+++ Teks Bacaan +++

Cara masyarakat pesisir mengucap syukur atas berkah hasil dari laut adalah kultur yang kini, saat pantai-pantai berganti rentetan beton, telah terlupakan. Pesta syukur itu kerap dilakukan saat purnama datang. Ketika itu kegembiraan membuncah. Ulas Iverdixon, masyarakat Borgo-Bawontehu pemukim pantai Manado merayakannya dengan Polka dan Katrili, tari-tari peninggalan Spanyol-Portugis yang berakulturasi seperti halnya orang Borgo hasil kawin campur warga lokal dan orang Eropa. Terkadang juga nelayan di sisi Utara merayakannya dengan tari Cakalele, sambil mengayun-ayunkan pedang dan mata yang melotot. Jadi ada masa ketika nelayan-nelayan di Teluk Manado menikmati hidup mereka dengan kelimpahan berkat dari hasil melaut.

Tapi saat reklamasi dikumandangkan untuk menutup pantai-pantai yang tersisa di pesisir Utara Manado, Paulus Heydemans, tokoh masyarakat Borgo-Bawontehu di Karang Ria bilang akan ada detil-detil yang terhapus dari kehidupan mereka.

“Kita akan kehilangan kahuang (stik yang diikatkan pada pukat dampar), sebab kalau nelayan jadi satpam di lokasi reklamasi maka kahuang dan soma (pukat) jadi berganti handy talkie dan pentungan,” ujar Paulus yang ditemui di rumahnya, Selasa (12/12/2019).

baca juga : Krisis Renegerasi Pasca Reklamasi, Nasib Nelayan Teluk Manado Kini [1]

 

Masyarakat nelayan di Kelurahan Bahu, Kota Manado, umumnya berasal dari etnis Sangihe. Itu sebabnya wilayah ini dikenal dengan nama LOS, Lorong Orang Sangir. Foto : Ilona Esterina/Mongabay Indonesia

 

Kabar soal penimbunan pantai sudah didengar sejak lama oleh Paulus dan nelayan, tapi belum berbentuk, masih desas-desus. Kepastiannya didengar langsung dari tuturan wakil pemerintah 2 bulan silam. Organisasi adat, nelayan dan masyarakat diundang ke kantor kecamatan Tuminting untuk melihat peta reklamasi. Menurut Paulus, penimbunan kali ini luas, bisa jadi satu kecamatan. Bahkan dia sempat mengusulkan nama kecamatan itu.

+++ Data Masukan +++

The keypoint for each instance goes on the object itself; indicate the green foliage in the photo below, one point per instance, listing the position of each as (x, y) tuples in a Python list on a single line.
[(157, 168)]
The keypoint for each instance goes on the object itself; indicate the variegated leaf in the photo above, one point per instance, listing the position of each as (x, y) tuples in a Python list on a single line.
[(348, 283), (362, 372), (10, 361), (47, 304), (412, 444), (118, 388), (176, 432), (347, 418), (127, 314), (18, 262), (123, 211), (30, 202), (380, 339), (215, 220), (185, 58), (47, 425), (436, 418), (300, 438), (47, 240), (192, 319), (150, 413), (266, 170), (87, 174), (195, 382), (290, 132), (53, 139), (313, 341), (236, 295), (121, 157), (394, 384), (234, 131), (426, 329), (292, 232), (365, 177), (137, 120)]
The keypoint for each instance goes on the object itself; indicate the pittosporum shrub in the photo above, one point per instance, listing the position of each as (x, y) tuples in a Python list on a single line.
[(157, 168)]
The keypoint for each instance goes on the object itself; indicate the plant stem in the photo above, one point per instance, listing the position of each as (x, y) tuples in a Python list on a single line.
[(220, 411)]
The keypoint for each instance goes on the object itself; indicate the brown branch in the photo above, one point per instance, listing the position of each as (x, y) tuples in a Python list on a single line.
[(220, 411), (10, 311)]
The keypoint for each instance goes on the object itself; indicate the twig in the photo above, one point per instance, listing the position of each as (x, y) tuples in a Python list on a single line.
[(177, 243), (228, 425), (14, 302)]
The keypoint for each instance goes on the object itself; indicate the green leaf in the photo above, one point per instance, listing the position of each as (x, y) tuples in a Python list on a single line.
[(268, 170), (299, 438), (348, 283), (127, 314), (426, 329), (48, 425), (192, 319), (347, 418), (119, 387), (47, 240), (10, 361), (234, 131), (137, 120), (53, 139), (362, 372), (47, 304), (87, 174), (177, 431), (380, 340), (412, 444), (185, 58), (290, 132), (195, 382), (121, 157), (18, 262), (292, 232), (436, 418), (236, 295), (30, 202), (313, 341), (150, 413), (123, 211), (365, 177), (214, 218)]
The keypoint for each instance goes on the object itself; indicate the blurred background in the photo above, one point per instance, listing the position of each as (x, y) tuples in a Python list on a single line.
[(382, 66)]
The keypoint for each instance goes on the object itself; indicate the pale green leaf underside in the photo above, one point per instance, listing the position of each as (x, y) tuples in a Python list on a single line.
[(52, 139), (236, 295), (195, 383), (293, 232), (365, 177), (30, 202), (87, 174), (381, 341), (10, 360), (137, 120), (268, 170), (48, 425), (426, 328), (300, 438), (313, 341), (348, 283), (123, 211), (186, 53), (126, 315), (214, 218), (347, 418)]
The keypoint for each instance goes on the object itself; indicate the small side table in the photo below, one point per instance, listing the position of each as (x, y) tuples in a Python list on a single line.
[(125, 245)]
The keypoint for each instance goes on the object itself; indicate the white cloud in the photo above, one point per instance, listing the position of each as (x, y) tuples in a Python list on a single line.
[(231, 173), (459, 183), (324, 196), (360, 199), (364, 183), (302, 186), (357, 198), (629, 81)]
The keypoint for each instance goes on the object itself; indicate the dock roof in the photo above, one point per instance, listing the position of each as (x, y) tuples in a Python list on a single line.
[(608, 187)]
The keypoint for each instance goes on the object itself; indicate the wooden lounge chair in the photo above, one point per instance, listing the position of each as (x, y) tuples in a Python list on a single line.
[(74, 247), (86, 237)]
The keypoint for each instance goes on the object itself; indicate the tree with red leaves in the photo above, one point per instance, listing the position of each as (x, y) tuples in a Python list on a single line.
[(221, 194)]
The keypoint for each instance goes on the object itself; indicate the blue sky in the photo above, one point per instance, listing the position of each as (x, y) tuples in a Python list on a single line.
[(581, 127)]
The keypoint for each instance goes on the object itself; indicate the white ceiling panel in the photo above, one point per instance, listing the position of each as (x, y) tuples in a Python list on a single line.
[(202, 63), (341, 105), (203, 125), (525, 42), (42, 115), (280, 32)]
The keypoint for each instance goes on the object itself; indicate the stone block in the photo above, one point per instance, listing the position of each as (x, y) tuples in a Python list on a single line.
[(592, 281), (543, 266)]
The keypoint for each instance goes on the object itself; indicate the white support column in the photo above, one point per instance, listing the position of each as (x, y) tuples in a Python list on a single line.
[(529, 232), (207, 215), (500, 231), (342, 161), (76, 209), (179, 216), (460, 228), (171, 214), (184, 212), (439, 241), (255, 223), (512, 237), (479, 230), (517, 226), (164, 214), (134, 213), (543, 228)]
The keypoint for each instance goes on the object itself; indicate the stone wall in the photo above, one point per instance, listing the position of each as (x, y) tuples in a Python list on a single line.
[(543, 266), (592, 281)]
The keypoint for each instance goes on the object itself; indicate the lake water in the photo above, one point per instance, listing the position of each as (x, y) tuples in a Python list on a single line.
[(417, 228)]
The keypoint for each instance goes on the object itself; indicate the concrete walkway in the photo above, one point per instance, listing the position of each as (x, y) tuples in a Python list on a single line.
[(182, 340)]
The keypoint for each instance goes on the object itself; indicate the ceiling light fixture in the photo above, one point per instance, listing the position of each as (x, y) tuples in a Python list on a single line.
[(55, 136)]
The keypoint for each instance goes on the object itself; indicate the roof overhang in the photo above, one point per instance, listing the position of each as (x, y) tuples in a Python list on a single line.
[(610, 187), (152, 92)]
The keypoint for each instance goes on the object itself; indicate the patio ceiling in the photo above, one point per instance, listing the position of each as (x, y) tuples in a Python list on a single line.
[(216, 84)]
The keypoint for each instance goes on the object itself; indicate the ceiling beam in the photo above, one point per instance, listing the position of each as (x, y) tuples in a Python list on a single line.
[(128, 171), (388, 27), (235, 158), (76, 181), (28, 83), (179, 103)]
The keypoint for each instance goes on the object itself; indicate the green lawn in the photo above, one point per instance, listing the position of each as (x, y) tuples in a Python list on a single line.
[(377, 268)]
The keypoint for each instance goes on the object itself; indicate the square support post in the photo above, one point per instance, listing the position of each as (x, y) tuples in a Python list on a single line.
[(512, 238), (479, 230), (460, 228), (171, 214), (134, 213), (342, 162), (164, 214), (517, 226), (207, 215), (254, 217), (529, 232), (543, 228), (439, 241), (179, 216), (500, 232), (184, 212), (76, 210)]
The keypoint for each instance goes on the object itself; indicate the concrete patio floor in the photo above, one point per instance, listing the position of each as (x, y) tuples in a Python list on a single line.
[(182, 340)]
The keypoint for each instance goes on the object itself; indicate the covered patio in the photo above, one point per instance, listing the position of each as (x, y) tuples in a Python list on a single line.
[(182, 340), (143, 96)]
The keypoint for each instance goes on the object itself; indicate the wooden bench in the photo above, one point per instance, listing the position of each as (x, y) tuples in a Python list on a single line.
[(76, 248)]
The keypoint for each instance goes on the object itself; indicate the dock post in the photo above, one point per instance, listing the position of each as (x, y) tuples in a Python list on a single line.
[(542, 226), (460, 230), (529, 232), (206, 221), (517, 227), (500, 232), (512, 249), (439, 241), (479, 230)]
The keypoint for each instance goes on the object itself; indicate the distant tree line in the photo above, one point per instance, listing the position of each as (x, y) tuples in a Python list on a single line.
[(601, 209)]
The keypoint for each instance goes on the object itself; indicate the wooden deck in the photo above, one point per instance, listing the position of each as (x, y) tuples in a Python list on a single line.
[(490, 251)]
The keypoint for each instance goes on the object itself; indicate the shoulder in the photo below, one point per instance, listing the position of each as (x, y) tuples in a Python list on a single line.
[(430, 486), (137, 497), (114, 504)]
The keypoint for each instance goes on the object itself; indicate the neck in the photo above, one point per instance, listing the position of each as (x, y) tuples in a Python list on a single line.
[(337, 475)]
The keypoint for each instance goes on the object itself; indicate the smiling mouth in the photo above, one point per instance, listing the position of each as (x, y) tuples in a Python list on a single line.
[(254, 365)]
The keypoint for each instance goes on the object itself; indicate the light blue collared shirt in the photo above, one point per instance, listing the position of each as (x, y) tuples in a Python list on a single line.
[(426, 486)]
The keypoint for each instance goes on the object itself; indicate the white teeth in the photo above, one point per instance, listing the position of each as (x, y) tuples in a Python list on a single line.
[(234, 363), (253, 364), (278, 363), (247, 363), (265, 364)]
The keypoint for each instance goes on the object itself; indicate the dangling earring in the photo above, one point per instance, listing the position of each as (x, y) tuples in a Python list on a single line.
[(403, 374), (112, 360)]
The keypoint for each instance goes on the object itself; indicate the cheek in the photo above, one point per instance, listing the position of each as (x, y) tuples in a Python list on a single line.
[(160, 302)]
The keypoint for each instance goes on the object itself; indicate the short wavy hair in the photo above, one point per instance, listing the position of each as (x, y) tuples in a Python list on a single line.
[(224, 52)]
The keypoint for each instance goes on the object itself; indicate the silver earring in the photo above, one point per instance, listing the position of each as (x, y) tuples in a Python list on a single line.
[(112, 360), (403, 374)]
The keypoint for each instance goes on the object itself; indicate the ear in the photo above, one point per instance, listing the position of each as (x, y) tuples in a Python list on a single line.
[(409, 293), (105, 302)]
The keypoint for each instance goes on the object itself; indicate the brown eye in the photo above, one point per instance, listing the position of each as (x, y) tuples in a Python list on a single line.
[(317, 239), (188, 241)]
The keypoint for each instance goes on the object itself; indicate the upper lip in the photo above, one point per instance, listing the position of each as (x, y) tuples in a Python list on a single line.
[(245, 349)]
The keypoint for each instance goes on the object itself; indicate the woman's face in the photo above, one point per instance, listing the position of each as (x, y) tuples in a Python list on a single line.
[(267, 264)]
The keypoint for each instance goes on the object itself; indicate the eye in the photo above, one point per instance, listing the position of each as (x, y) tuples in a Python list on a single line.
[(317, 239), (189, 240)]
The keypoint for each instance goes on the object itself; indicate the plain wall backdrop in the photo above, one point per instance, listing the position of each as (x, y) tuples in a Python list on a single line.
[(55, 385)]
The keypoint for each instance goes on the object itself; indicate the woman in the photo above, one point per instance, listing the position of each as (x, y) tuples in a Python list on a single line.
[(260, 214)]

+++

Tantangan A ▸ Salin persis baris-baris entri, mulai dari baris yang memuat "indicate the pittosporum" sampai dengan baris yang memuat "[(177, 243), (228, 425), (14, 302)]".
Tantangan B ▸ Lanjutkan teks tentang nelayan Teluk Manado dan reklamasi pantai, dimulai setelah kalimat terakhirnya.

Jawaban Latihan A ▸
The keypoint for each instance goes on the object itself; indicate the pittosporum shrub in the photo above, one point per instance, listing the position of each as (x, y) tuples in a Python list on a single line.
[(157, 168)]
The keypoint for each instance goes on the object itself; indicate the plant stem in the photo above, one point per instance, listing the position of each as (x, y) tuples in a Python list on a single line.
[(220, 411)]
The keypoint for each instance goes on the object itself; indicate the brown branch in the photo above, one point per instance, listing the position of each as (x, y) tuples in a Python list on a single line.
[(220, 411), (10, 311)]
The keypoint for each instance goes on the object itself; indicate the twig in the photo above, one point per instance, listing the position of each as (x, y) tuples in a Python list on a single line.
[(177, 243), (228, 425), (14, 302)]

Jawaban Latihan B ▸
Laut dan pantai tidak bersertifikat kepemilikan, tapi menurut dia laut dan pantai merupakan hak asal-usul masyarakat. Masyarakat pesisir tak akan hidup tanpa kedua unsur ini. Diwakili Paulus Heydemans, masyarakat adat Borgo-Bawontehu bersama komunitas adat se-Indonesia pernah diundang Mahkamah Konstitusi beberapa tahun lalu. Intinya, menurutnya, MK mengatakan masyarakat adat berhak menegakkan hak asal-usul. MK mengingatkan untuk memperjuangkan hak tersebut, lawan mereka adalah pemerintah.

Tetapi kala setumpuk kepentingan datang bersama reklamasi, kisah yang dimulai di Selatan Manado lebih dua dasawarsa lalu kini menyeruak lagi di Utara. Warga sepanjang Sindulang hingga Tumumpa tak punya banyak pilihan. Di Karang Ria, mereka dengan sendirinya setuju.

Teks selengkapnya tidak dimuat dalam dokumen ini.